PAGE EXCERPT |
================

October – Miles Ferrante

October 2017 growing guide

October is when the year starts to turn, the days are noticeably shorter, the sun is lower in the sky and its colder. Leaves are falling and frost is on its way. October is the right month to sow and plant several crops for next year, but it’s mainly about clearing away and composting the summer harvest, planning and preparing for the next season.

Sow:

  • Broad bean seeds for next year, we have some in the shop if required.
  • Lettuce, winter varieties such as valdor, winter density or all year round in the greenhouse, and when it gets cold put a cloche on them.
  • Radishes, winter variety black Spanish round does well, again, in the greenhouse.
  • Cauliflowers, sow in the greenhouse and plant out in march.
  • Peas, sow a hardy variety under cloches in a warm sheltered spot.

Plant:

  • There are two types, hardneck and softneck. Hardneck has a stronger flavour and is usually larger. Softneck is milder and usually the one found in supermarkets.

================

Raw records

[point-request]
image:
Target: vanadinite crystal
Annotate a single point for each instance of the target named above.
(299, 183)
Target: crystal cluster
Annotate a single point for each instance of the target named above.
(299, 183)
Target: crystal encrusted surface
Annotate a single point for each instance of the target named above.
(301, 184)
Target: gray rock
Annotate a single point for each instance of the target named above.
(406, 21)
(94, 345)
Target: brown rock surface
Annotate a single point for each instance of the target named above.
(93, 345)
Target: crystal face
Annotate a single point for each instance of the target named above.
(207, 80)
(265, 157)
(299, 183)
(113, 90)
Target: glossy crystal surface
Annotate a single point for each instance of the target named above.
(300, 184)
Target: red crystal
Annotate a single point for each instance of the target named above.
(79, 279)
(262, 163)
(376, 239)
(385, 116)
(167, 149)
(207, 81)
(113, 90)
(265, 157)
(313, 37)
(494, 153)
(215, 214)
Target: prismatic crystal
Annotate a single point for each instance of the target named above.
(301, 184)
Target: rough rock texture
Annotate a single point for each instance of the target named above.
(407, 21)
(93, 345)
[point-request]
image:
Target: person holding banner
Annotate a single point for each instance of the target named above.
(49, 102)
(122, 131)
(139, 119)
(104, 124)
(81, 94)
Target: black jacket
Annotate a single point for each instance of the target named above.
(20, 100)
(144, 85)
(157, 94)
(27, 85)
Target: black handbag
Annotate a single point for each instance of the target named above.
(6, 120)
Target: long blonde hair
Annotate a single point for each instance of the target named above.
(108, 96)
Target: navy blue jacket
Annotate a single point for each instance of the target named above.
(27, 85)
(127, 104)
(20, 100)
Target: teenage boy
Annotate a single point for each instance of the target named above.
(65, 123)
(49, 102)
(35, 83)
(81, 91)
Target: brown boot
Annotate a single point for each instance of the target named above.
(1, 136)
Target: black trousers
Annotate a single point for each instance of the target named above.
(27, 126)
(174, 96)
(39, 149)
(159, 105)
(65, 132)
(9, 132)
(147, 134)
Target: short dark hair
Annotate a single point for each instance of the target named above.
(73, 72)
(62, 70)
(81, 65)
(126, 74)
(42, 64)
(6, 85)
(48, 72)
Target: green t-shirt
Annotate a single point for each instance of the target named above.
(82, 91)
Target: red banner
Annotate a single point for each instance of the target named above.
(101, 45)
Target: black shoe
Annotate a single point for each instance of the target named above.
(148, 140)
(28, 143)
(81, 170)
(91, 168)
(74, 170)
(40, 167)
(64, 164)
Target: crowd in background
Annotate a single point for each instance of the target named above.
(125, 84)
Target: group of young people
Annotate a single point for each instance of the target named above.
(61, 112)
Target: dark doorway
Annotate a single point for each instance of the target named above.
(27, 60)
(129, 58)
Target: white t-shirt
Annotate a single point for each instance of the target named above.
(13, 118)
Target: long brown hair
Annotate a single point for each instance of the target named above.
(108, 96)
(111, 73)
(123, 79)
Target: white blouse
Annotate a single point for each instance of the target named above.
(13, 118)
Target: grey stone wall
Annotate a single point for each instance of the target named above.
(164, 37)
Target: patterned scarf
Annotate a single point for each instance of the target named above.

================

GOAL |
In the October growing guide, when should cauliflowers sown in the greenhouse be planted out?

REPLY TO THE EXERCISE |
In March.